**Directions**.
Please restate the entries below word for word, leaving out any pictures.

Stored data entries
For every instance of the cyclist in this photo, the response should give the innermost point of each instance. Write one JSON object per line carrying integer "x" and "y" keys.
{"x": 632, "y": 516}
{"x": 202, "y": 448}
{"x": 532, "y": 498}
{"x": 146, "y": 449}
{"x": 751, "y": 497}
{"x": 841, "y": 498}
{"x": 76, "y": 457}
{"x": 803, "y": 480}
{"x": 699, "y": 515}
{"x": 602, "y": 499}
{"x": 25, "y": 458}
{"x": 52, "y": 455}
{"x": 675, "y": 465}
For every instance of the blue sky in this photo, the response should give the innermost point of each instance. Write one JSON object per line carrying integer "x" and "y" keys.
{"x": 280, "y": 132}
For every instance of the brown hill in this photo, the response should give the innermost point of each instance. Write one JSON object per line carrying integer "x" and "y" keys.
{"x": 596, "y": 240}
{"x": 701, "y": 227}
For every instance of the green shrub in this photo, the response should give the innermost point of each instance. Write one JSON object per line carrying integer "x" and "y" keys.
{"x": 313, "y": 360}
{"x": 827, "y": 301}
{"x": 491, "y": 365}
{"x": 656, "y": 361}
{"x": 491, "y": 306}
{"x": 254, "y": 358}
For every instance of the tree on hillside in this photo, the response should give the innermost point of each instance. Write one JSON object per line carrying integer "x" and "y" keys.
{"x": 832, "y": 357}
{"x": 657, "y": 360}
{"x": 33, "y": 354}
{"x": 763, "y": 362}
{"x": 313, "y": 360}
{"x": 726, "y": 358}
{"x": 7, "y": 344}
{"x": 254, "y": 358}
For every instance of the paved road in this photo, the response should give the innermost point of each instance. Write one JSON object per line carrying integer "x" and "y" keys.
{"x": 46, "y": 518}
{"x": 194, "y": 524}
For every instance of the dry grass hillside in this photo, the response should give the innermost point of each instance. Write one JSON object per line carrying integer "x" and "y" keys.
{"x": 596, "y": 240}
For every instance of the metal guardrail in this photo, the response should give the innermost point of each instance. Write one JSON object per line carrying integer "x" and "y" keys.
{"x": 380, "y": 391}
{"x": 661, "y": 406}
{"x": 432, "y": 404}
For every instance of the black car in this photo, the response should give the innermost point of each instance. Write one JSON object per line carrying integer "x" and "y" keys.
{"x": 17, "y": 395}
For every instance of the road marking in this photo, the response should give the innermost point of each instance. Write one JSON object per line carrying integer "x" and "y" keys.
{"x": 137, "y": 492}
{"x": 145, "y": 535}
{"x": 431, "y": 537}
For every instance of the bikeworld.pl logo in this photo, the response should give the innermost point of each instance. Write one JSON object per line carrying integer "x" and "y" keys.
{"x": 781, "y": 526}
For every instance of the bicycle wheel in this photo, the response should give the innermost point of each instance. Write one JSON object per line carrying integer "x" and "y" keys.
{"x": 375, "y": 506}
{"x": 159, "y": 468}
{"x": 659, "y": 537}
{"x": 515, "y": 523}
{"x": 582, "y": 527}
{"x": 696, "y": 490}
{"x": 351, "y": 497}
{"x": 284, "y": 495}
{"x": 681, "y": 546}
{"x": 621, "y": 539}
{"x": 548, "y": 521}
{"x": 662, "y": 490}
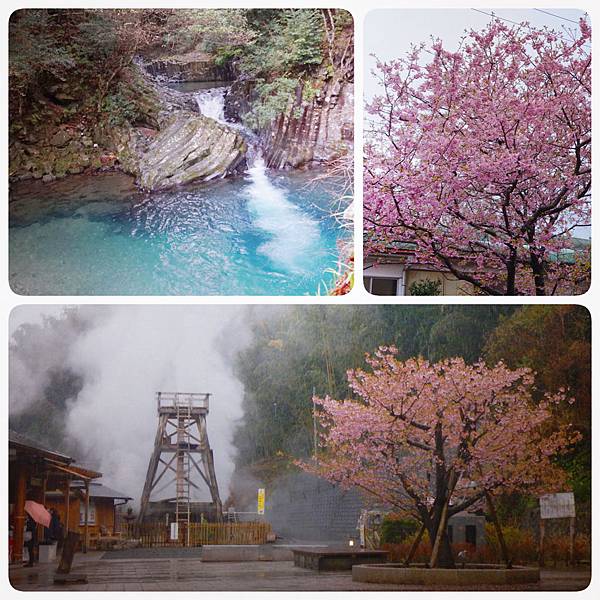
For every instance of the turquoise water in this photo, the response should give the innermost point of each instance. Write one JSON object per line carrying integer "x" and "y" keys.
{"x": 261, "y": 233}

**Answer area**.
For every instance of the cyclist in this photo, the response should give the innermost point of each instance. Write one JSON object per line carrying integer "x" and "y" keys.
{"x": 632, "y": 516}
{"x": 202, "y": 448}
{"x": 532, "y": 498}
{"x": 146, "y": 449}
{"x": 751, "y": 497}
{"x": 841, "y": 498}
{"x": 76, "y": 457}
{"x": 803, "y": 480}
{"x": 699, "y": 515}
{"x": 602, "y": 499}
{"x": 25, "y": 458}
{"x": 52, "y": 455}
{"x": 675, "y": 465}
For every instance of the blue sky in this photo, the response should give the innermost point of each instance. Write one JSON object per line carrying integer "x" and "y" keys.
{"x": 280, "y": 132}
For every instance of the brown hill in this photo, the response should give the innermost point of each instance. Write one JSON object per line carrying integer "x" and "y" keys.
{"x": 596, "y": 240}
{"x": 701, "y": 227}
For every instance of the green shrub in this photo, the response should give the innermost point of each instance. Write one JSON object per line carrying integer "x" and "y" keys.
{"x": 313, "y": 360}
{"x": 827, "y": 301}
{"x": 491, "y": 365}
{"x": 656, "y": 361}
{"x": 491, "y": 306}
{"x": 254, "y": 358}
For every instance of the tree on hillside in this photo, the response should give the innermost point of each instance. Write one JSON object per line carrying integer "x" and "y" keys.
{"x": 832, "y": 357}
{"x": 657, "y": 360}
{"x": 33, "y": 354}
{"x": 763, "y": 362}
{"x": 313, "y": 360}
{"x": 726, "y": 358}
{"x": 7, "y": 344}
{"x": 254, "y": 358}
For every instance of the paved road in this photo, the response should give the innermost point of each instance. Write one JSON object per line carrying integer "x" and "y" keys.
{"x": 46, "y": 518}
{"x": 194, "y": 524}
For every instance of the dry grass hillside in this photo, the response should give the innermost point of each instance. Write one JSON object per line carrying integer "x" and "y" keys.
{"x": 596, "y": 240}
For every instance of the metal guardrail in this photo, the response should give the innermost point of each instance. Write one JSON object per line carrying integer "x" and "y" keys.
{"x": 380, "y": 391}
{"x": 661, "y": 406}
{"x": 432, "y": 404}
For every instance of the black car in this photo, the response should give the innermost point of each instance. Write one JSON object per line carrying integer "x" and "y" keys.
{"x": 17, "y": 395}
For every instance of the road marking in this photo, the response should give the innermost point of each instance. Write one JSON object per line carrying integer "x" and "y" keys.
{"x": 137, "y": 492}
{"x": 145, "y": 535}
{"x": 431, "y": 537}
For every instance of the bikeworld.pl logo in this photo, the response should give the innermost point of each instance. Write one JSON object per line carrying integer "x" and "y" keys.
{"x": 781, "y": 526}
For every instance of the bicycle wheel in this photo, the response should give the innermost point of each instance. Write one JSON object per line carrying integer "x" and "y" keys.
{"x": 375, "y": 506}
{"x": 159, "y": 468}
{"x": 659, "y": 537}
{"x": 515, "y": 523}
{"x": 582, "y": 527}
{"x": 696, "y": 490}
{"x": 351, "y": 497}
{"x": 284, "y": 495}
{"x": 681, "y": 546}
{"x": 621, "y": 539}
{"x": 548, "y": 521}
{"x": 662, "y": 490}
For every instance of the turquoise water in this photo, the response should give the innermost point of each instance. Write one JSON object per line carrying integer "x" and "y" keys.
{"x": 261, "y": 233}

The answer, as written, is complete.